> **PROBLEM SET**
1. In the Heinrich Hertz article, what was the title of Hertz's inaugural lecture at Karlsruhe?
2. Collect every line of the records that contains the string "stem".

[Start of SOURCE DOCUMENT]

Forgot your password?  

Not What You Meant?  There are 27 definitions for Hertz.

Hertz, Heinrich Rudolf (1857–1894) | Research & Encyclopedia Articles

Print-Friendly   Order the PDF version   Order the RTF version
About 4 pages (1,119 words)
Heinrich Rudolf Hertz Summary

 


Hertz, Heinrich Rudolf (1857–1894)

Heinrich Hertz was born into a well-to-do German family in Hamburg on February 22, 1857. He was an exceptionally talented student, doing equally well in the humanities and sciences. He read extensively, tried his hand at sculpting, and even built scientific apparatus on a lathe at home. After a year of military service, Hertz studied structural engineering in Munich, but gave it up for physics when he realized he had the ability to contribute something substantial to that field. At the age of 20 he wrote to his parents: "... I would rather be a great scientific investigator than a great engineer, but I would rather be a second-rate engineer than a second-rate investigator."

In 1878 Hertz enrolled at the University of Berlin to study under Hermann von Helmholtz, the leading German physicist of the time. He obtained his degree magna cum laude in 1880 with a theoretical dissertation on the electromagnetic induction of currents in conducting spheres rotating in a magnetic field. He remained at the Berlin Physics Institute as assistant to Helmholtz until 1883; during these years he published fifteen research papers on a great variety of topics in physics.

In 1883 Hertz was appointed Privatdozent for mathematical physics at Kiel, and after two years became a full professor at the Technische Hochschule in Karlsruhe. In 1889 Hertz left Karlsruhe to assume his last academic post as Professor of Physics at the Friedrich-Wilhelm University in Bonn. Five years later, following a long period of declining health and many painful operations, Heinrich Hertz died in Bonn of blood poisoning on January 1, 1894, a few months before his thirty-seventh birthday.

After Hertz's death Helmholtz paid tribute to his former student as a "consummate physicist," who uniquely combined mathematical ability, theoretical insight, and experimental skill. These qualities enabled Hertz to make many important contributions to physics, of which only those relating more directly to energy are outlined below.

Hertz's most direct involvement with all aspects of the energy question was the research he did to prepare his inaugural lecture to the faculty at the Technische Hochschulein Karlsruhe, delivered on April 20, 1885 and entitled: "On the Energy Balance of the Earth." The manuscript for this lecture has only recently been found and published in both German and English. Although written more than a century ago, this impressive document records both Hertz's insightful view of the Earth's energy situation at that time and his remarkably good order-of-magnitude estimates of the energy sources then known to be available to the Earth.

[End of SOURCE DOCUMENT]
[Start of RECORDS SUPPLIED]

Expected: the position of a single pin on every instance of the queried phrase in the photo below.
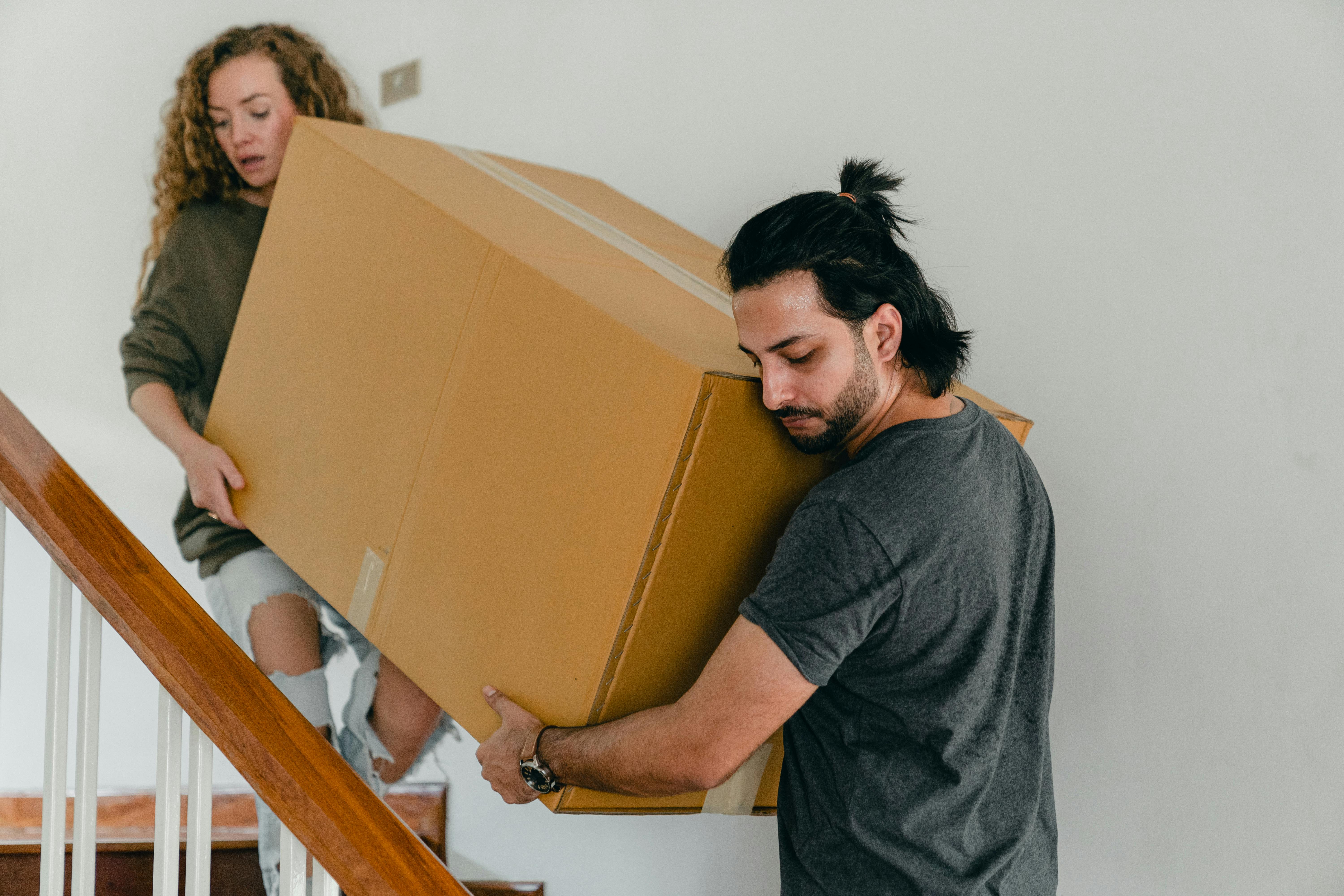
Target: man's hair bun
(849, 242)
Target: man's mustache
(794, 410)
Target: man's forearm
(648, 754)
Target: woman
(225, 136)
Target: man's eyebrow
(783, 343)
(256, 96)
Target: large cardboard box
(497, 416)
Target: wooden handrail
(300, 776)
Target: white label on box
(366, 590)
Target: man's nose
(776, 390)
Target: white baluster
(87, 752)
(294, 866)
(3, 512)
(169, 797)
(200, 795)
(53, 875)
(323, 883)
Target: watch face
(536, 778)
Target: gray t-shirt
(916, 589)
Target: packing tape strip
(366, 590)
(635, 249)
(737, 795)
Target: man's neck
(908, 404)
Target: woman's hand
(210, 471)
(210, 475)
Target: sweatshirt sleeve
(159, 349)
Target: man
(904, 632)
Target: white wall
(1139, 209)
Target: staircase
(335, 828)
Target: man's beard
(858, 396)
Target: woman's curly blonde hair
(192, 164)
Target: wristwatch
(536, 772)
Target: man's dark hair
(851, 249)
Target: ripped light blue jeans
(256, 577)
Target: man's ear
(886, 323)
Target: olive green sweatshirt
(179, 336)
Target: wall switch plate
(401, 82)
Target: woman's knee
(403, 703)
(286, 635)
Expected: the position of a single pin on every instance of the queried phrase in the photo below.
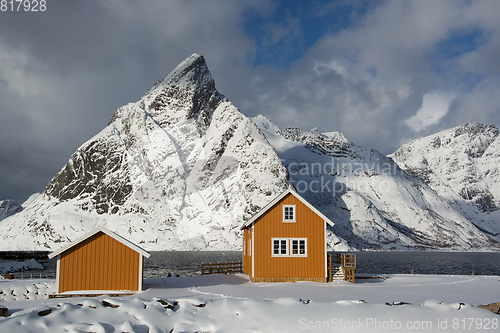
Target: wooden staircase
(341, 267)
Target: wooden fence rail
(221, 268)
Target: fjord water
(188, 263)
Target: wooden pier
(221, 268)
(342, 265)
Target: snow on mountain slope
(180, 169)
(373, 202)
(463, 166)
(8, 208)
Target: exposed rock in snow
(8, 208)
(463, 166)
(182, 169)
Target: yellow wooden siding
(99, 263)
(247, 251)
(308, 225)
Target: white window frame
(293, 219)
(287, 247)
(298, 254)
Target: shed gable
(99, 262)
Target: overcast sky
(381, 72)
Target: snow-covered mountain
(8, 208)
(463, 166)
(373, 203)
(181, 168)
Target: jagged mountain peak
(180, 169)
(191, 71)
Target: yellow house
(286, 241)
(100, 261)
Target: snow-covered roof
(276, 200)
(107, 232)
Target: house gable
(99, 261)
(278, 199)
(286, 244)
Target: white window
(288, 213)
(280, 247)
(293, 247)
(298, 246)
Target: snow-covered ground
(219, 303)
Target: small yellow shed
(99, 262)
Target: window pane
(289, 213)
(302, 249)
(276, 246)
(283, 246)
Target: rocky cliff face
(463, 166)
(181, 168)
(374, 203)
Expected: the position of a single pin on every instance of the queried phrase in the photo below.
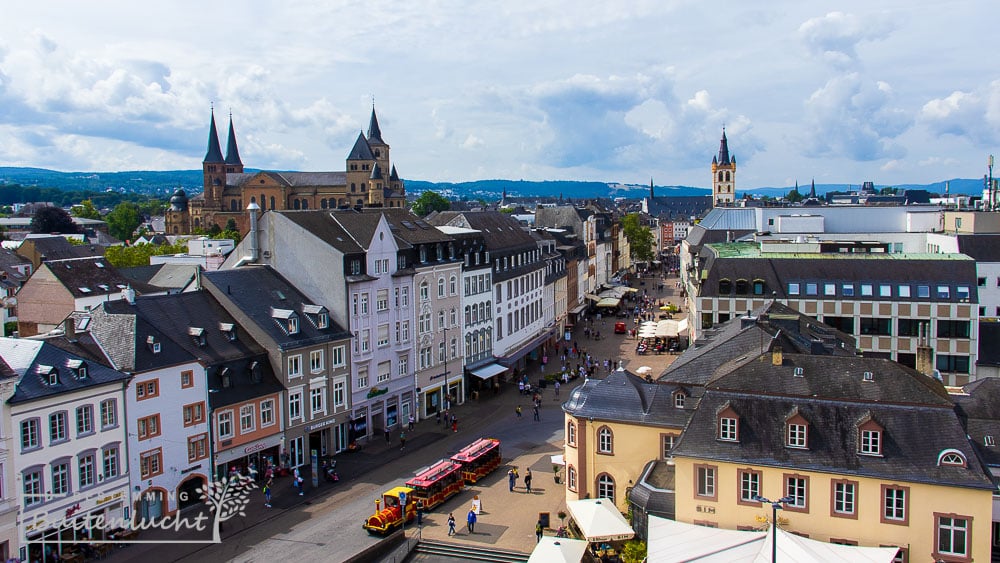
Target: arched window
(605, 441)
(606, 487)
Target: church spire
(232, 151)
(214, 153)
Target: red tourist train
(434, 485)
(478, 459)
(437, 483)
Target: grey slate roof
(834, 401)
(32, 361)
(623, 397)
(257, 290)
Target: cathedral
(227, 190)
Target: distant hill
(162, 183)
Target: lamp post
(775, 505)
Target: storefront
(260, 453)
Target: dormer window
(198, 335)
(229, 330)
(951, 457)
(870, 437)
(796, 431)
(728, 424)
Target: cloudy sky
(892, 91)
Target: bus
(478, 459)
(435, 484)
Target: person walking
(471, 521)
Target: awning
(525, 349)
(558, 550)
(488, 371)
(599, 520)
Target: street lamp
(775, 505)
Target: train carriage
(478, 459)
(435, 484)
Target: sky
(890, 91)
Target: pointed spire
(724, 149)
(374, 133)
(214, 153)
(232, 151)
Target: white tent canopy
(558, 550)
(599, 520)
(671, 542)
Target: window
(316, 361)
(704, 485)
(110, 462)
(749, 484)
(339, 393)
(606, 487)
(57, 427)
(88, 470)
(797, 490)
(844, 495)
(197, 447)
(60, 478)
(605, 440)
(147, 390)
(953, 535)
(225, 429)
(894, 504)
(317, 401)
(248, 418)
(32, 488)
(151, 463)
(194, 413)
(29, 434)
(337, 357)
(294, 405)
(295, 366)
(149, 427)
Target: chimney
(253, 208)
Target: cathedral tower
(723, 175)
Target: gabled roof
(87, 277)
(361, 149)
(623, 397)
(255, 290)
(33, 360)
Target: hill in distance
(164, 183)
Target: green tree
(52, 220)
(86, 210)
(123, 220)
(640, 238)
(138, 255)
(430, 201)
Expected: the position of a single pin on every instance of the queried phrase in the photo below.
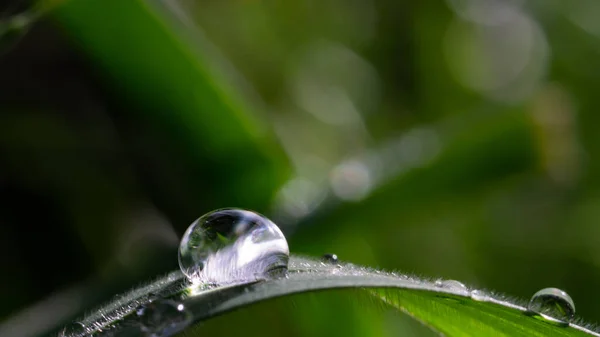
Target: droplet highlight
(451, 285)
(163, 318)
(329, 258)
(73, 329)
(554, 303)
(232, 246)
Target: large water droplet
(232, 245)
(73, 329)
(163, 318)
(554, 303)
(329, 258)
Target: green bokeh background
(453, 139)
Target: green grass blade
(451, 311)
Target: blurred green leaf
(179, 93)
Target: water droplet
(479, 295)
(329, 258)
(554, 303)
(73, 329)
(232, 245)
(451, 285)
(163, 318)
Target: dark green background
(452, 139)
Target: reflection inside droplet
(329, 258)
(231, 246)
(451, 285)
(552, 302)
(163, 318)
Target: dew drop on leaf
(329, 258)
(451, 285)
(163, 318)
(73, 329)
(554, 303)
(232, 246)
(478, 295)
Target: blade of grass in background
(170, 84)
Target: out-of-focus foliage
(453, 139)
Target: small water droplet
(329, 258)
(232, 245)
(554, 303)
(73, 329)
(451, 285)
(479, 295)
(163, 318)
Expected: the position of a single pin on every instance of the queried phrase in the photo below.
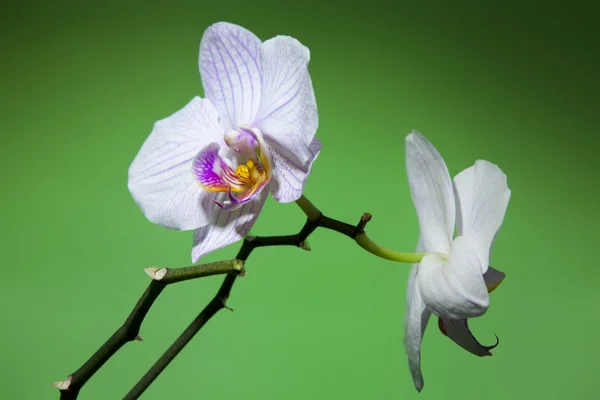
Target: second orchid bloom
(453, 279)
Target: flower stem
(358, 234)
(308, 208)
(366, 243)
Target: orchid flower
(453, 279)
(210, 166)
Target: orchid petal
(459, 332)
(243, 141)
(227, 227)
(482, 197)
(432, 194)
(213, 174)
(235, 203)
(493, 278)
(415, 321)
(289, 178)
(288, 108)
(454, 289)
(231, 72)
(160, 181)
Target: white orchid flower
(210, 166)
(453, 279)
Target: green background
(516, 84)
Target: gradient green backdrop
(516, 84)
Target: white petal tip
(156, 273)
(63, 385)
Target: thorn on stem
(223, 302)
(238, 265)
(304, 245)
(63, 385)
(156, 273)
(364, 219)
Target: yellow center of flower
(243, 172)
(248, 172)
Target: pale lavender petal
(160, 179)
(482, 197)
(455, 288)
(415, 321)
(242, 141)
(432, 193)
(236, 202)
(230, 68)
(227, 227)
(288, 109)
(289, 177)
(459, 332)
(213, 173)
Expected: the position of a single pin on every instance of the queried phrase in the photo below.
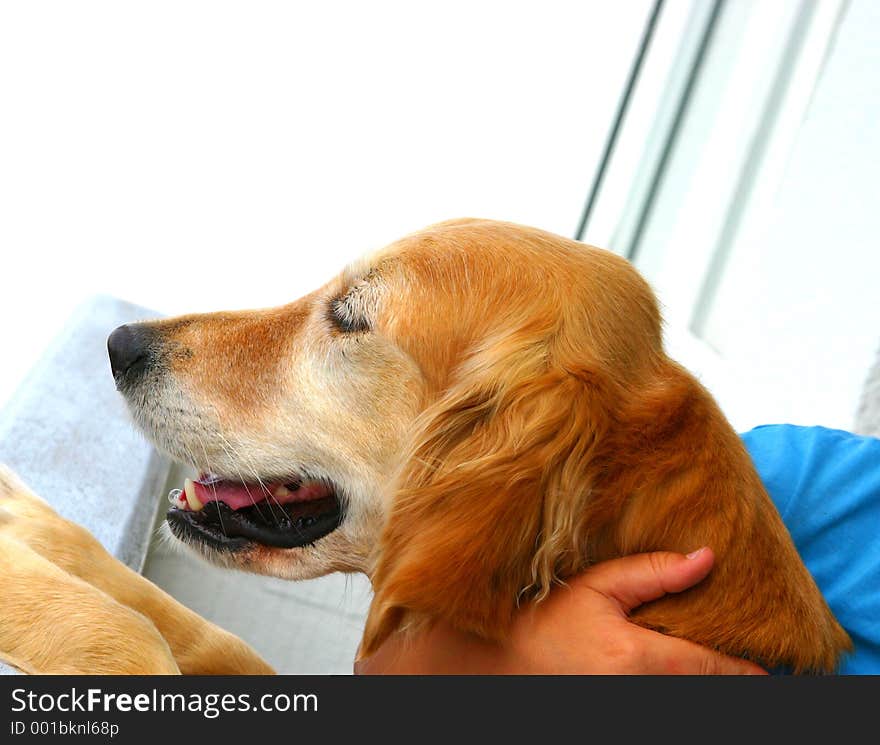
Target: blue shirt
(826, 485)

[End of RECORDS SUPPLIED]

> **PER-TASK OUTPUTS**
1. "On the Energy Balance of the Earth"

2.
Target: flower stem
Target: thorn on stem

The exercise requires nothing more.